Region pointing data:
++++++++++++++++++++

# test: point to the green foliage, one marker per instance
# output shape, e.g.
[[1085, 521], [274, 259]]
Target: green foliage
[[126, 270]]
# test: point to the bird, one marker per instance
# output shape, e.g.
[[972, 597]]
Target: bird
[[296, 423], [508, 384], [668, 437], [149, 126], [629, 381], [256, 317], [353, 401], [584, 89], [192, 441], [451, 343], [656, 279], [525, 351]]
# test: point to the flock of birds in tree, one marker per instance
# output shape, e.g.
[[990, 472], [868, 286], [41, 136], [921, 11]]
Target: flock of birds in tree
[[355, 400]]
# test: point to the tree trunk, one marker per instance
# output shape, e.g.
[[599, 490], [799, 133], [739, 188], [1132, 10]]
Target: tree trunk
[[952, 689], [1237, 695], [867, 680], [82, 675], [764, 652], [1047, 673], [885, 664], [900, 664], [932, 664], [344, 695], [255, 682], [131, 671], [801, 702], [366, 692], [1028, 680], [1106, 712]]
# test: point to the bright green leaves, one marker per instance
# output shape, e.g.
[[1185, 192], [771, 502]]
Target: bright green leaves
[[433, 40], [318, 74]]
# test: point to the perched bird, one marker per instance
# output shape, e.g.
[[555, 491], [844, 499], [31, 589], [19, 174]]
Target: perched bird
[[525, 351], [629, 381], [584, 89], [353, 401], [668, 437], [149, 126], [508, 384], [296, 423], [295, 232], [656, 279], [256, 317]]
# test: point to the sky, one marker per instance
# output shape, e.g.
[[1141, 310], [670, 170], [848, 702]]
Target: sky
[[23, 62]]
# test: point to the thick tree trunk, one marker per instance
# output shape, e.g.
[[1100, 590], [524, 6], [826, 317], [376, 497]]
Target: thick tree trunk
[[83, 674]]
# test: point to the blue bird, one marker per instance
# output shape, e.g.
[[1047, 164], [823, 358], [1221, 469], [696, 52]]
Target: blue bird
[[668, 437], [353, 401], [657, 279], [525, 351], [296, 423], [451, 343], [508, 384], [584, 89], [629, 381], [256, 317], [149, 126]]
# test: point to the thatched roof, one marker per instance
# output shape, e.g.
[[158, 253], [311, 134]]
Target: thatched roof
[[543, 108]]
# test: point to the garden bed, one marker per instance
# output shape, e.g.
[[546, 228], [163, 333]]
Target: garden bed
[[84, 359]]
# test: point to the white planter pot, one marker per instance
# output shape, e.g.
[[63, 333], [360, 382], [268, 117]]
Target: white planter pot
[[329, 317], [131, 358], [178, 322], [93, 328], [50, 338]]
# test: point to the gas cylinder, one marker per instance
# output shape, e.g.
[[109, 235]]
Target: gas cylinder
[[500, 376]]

++++++++++++++++++++

PROBLEM STATEMENT
Copy the records above exactly.

COMPLETED TASK
# test: point to the green foliage, one marker per instance
# output shape, e.g.
[[1085, 521], [274, 259]]
Target: green foliage
[[126, 270]]
# test: point to the bird, one marker per instance
# output shape, e.g.
[[972, 597]]
Target: bird
[[296, 423], [508, 384], [668, 437], [149, 126], [629, 381], [256, 317], [353, 401], [584, 89], [192, 441], [451, 343], [656, 279], [525, 351]]
# test: point to the flock of birds in tree, one marker per instance
# output shape, e.g.
[[990, 472], [868, 286], [41, 136], [921, 11]]
Target: flock of birds in tree
[[355, 400]]
# test: point to the tree trunk, one marker per instance
# output shape, e.g.
[[599, 490], [799, 133], [739, 188], [1132, 10]]
Target: tree trunk
[[952, 689], [1237, 695], [867, 680], [82, 675], [764, 652], [1047, 673], [885, 664], [900, 664], [932, 664], [344, 695], [255, 682], [131, 671], [801, 702], [366, 692], [1028, 680], [1106, 712]]
# test: point to the bright green leaves, one marker per instance
# output shape, e.g.
[[1185, 192], [771, 502]]
Target: bright green leaves
[[433, 40], [318, 74]]
# test: point to the perched bird, one marker per instance
# output shape, e.g.
[[555, 491], [844, 499], [31, 589], [19, 174]]
Target: perched bird
[[525, 351], [629, 381], [584, 89], [353, 401], [668, 437], [149, 126], [508, 384], [296, 423], [295, 232], [656, 279], [256, 317]]
# test: point to the sky, one marker per instance
# output shape, e.g.
[[1141, 310], [670, 170], [848, 702]]
Target: sky
[[23, 62]]
# test: point to the thick tree trunk, one marker per instance
# output shape, e.g.
[[1100, 590], [524, 6], [826, 317], [376, 497]]
Target: thick tree trunk
[[83, 674]]
# test: point to the blue bird, one marker per instance
# output shape, e.g.
[[1047, 164], [823, 358], [1221, 469], [696, 52]]
Target: blue bird
[[668, 437], [353, 401], [657, 279], [525, 351], [296, 423], [451, 343], [508, 384], [584, 89], [629, 381], [256, 317], [149, 126]]
# test: point to the thatched roof, one marker per instance
# output shape, e.g.
[[158, 253], [311, 134]]
Target: thatched roof
[[543, 108]]
# test: point to the garden bed, one marker per instance
# output shape, e.g.
[[546, 228], [163, 333]]
Target: garden bed
[[84, 359]]
# test: point to the white planter pot, one marker per instance
# output shape, e.g.
[[63, 333], [360, 382], [268, 117]]
Target: white planter pot
[[329, 317], [131, 358], [178, 322], [93, 328], [50, 338]]
# test: point to the gas cylinder, one marker per instance
# output shape, e.g.
[[109, 235]]
Target: gas cylinder
[[500, 376]]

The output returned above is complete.